_所给文本_:
►

我们可以尝试broadcasting https://numpy.org/doc/stable/user/basics.broadcasting.html:
import pandas as pd
df = pd.DataFrame([
[6, 5, 4, 3, 8], [6, 5, 4, 3, 6], [1, 1, 3, 9, 5],
[0, 1, 2, 7, 4], [2, 0, 0, 4, 0]
])
# Need to ensure only one of each row present since comparing to 1
# there needs to be one and only one of each row
df = df.drop_duplicates()
# Broadcasted comparison explanation below
cmp = (df.values[:, None] <= df.values).all(axis=2).sum(axis=1) == 1
# Filter using the results from the comparison
df = df[cmp]
df
:
0 1 2 3 4
0 6 5 4 3 8
2 1 1 3 9 5
4 2 0 0 4 0
直觉:
通过 DataFrame 广播比较操作:
(df.values[:, None] <= df.values)
[[[ True True True True True]
[ True True True True False]
[False False False True False]
[False False False True False]
[False False False True False]] # df vs [6 5 4 3 8]
[[ True True True True True]
[ True True True True True]
[False False False True False]
[False False False True False]
[False False False True False]] # df vs [6 5 4 3 6]
[[ True True True False True]
[ True True True False True]
[ True True True True True]
[False True False False False]
[ True False False False False]] # df vs [1 1 3 9 5]
[[ True True True False True]
[ True True True False True]
[ True True True True True]
[ True True True True True]
[ True False False False False]] # df vs [0 1 2 7 4]
[[ True True True False True]
[ True True True False True]
[False True True True True]
[False True True True True]
[ True True True True True]]] # df vs [2 0 0 4 0]
然后我们可以检查all https://numpy.org/doc/stable/reference/generated/numpy.ndarray.all.html on axis=2
:
(df.values[:, None] <= df.values).all(axis=2)

◄

_记录集_:
►

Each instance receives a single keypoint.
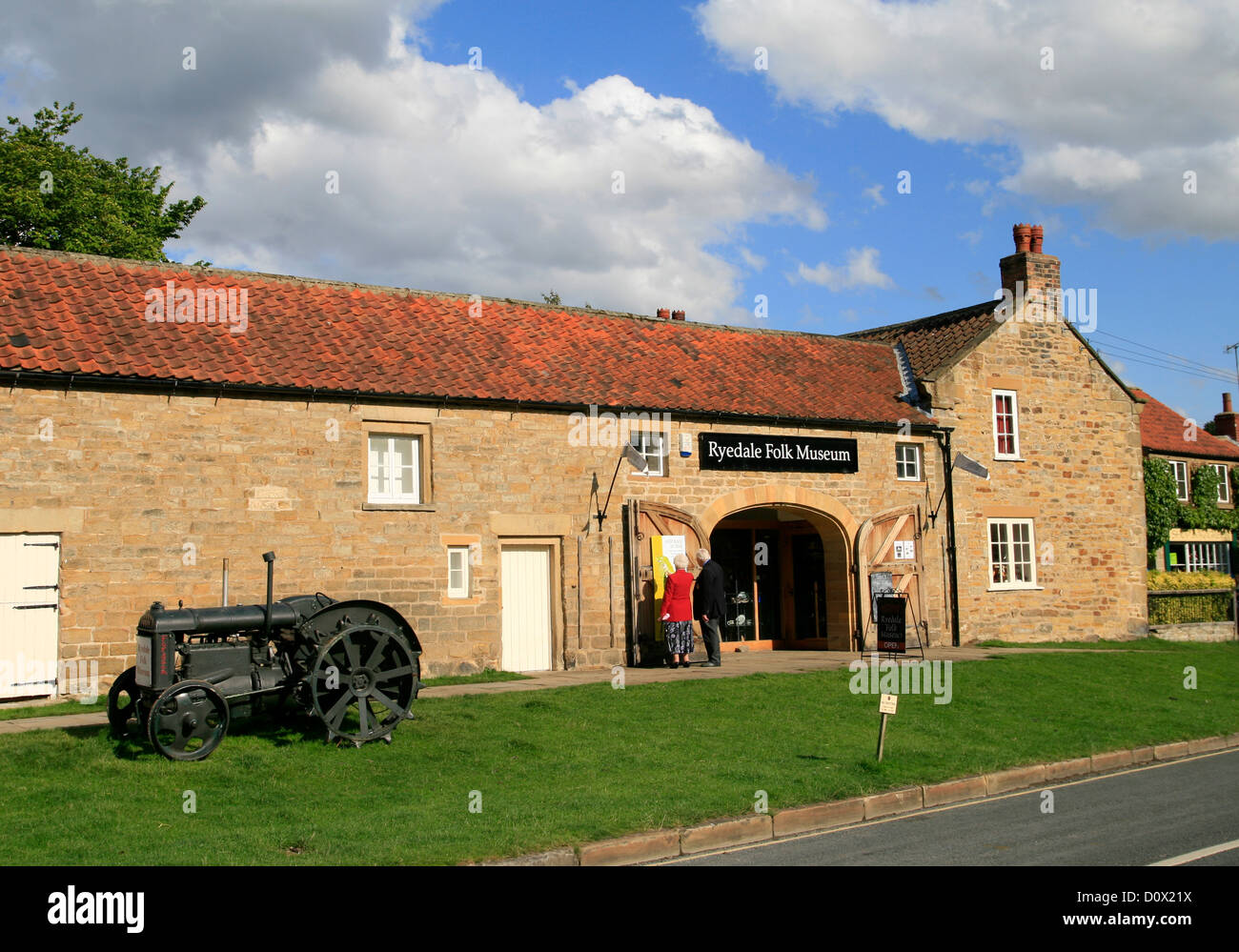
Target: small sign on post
(886, 707)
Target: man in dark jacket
(707, 605)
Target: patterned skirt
(680, 636)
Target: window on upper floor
(395, 469)
(1182, 487)
(1006, 425)
(1011, 561)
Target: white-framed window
(395, 468)
(1006, 425)
(1011, 555)
(1182, 487)
(652, 446)
(907, 461)
(1200, 557)
(1223, 482)
(457, 572)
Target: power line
(1127, 358)
(1164, 354)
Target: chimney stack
(1226, 423)
(1029, 275)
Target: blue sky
(739, 181)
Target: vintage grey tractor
(355, 664)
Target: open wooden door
(642, 520)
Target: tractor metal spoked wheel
(363, 683)
(189, 720)
(125, 714)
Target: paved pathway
(734, 664)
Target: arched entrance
(808, 576)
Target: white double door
(527, 620)
(30, 569)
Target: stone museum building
(463, 458)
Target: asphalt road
(1136, 817)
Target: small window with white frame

◄

_任务_:
[1] 请列出关于广播比较的文本中创建 DataFrame 时给出的全部行数据。
[2] 把关于广播比较的文本中从“我们可以尝试broadcas”开始、到“df = df.drop_duplicates()”结束的部分重写出来，将其中的“df”改成“data”。
[3] 从关于广播比较的文本结尾处往下续写。

_逐项结果_:
[1]
[6, 5, 4, 3, 8]
[6, 5, 4, 3, 6]
[1, 1, 3, 9, 5]
[0, 1, 2, 7, 4]
[2, 0, 0, 4, 0]

[2]
我们可以尝试broadcasting https://numpy.org/doc/stable/user/basics.broadcasting.html:
import pandas as pd
data = pd.DataFrame([
[6, 5, 4, 3, 8], [6, 5, 4, 3, 6], [1, 1, 3, 9, 5],
[0, 1, 2, 7, 4], [2, 0, 0, 4, 0]
])
# Need to ensure only one of each row present since comparing to 1
# there needs to be one and only one of each row
data = data.drop_duplicates()

[3]
[[ True False False False False] # Rows le [6 5 4 3 8]
[ True True False False False] # Rows le [6 5 4 3 6]
[False False True False False] # Rows le [1 1 3 9 5]
[False False True True False] # Rows le [0 1 2 7 4]
[False False False False True]] # Rows le [2 0 0 4 0]
然后我们可以使用sum https://numpy.org/doc/stable/reference/generated/numpy.ndarray.sum.html总计有多少行小于或等于:
(df.values[:, None] <= df.values).all(axis=2).sum(axis=1)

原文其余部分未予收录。